_Written request_:
Carry over the listing from the line that contains "Target: dancer in white dress" through its final line, keeping every line, but add 20 to each number in the coordinates.

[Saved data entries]
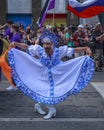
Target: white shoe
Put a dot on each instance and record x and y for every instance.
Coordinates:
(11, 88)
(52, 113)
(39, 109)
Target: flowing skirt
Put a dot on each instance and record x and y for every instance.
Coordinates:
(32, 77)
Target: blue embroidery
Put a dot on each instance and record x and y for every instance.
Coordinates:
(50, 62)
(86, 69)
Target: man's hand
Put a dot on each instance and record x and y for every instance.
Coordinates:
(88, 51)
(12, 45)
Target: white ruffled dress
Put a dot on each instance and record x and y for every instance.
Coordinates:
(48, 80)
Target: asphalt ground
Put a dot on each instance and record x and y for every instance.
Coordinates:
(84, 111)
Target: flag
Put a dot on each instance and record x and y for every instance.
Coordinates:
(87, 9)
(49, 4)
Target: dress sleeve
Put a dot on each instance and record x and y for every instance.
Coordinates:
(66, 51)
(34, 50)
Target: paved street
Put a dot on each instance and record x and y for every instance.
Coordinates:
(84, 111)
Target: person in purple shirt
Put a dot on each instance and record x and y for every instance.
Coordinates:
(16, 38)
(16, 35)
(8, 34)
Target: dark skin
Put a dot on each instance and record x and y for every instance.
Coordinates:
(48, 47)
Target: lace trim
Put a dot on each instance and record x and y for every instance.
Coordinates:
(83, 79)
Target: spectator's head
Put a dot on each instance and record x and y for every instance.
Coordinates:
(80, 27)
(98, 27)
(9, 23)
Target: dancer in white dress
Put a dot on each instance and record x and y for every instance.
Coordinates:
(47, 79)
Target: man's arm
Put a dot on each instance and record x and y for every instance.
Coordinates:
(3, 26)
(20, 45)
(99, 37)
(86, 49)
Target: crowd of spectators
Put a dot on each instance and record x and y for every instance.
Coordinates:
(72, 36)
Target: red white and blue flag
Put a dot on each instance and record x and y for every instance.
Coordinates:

_Solved exercise_:
Target: dancer in white dress
Put a dot on each instance and record x and y for every instance.
Coordinates:
(67, 99)
Target: man's arm
Put a dot on each instance and record x and y for every instance.
Coordinates:
(23, 46)
(40, 65)
(119, 57)
(106, 69)
Target: crowd of spectators
Put a dot on each instance and record x and y for every instance.
Coordinates:
(92, 56)
Target: red white and blue flag
Put a dot on each instance and record x and y for every instance.
Coordinates:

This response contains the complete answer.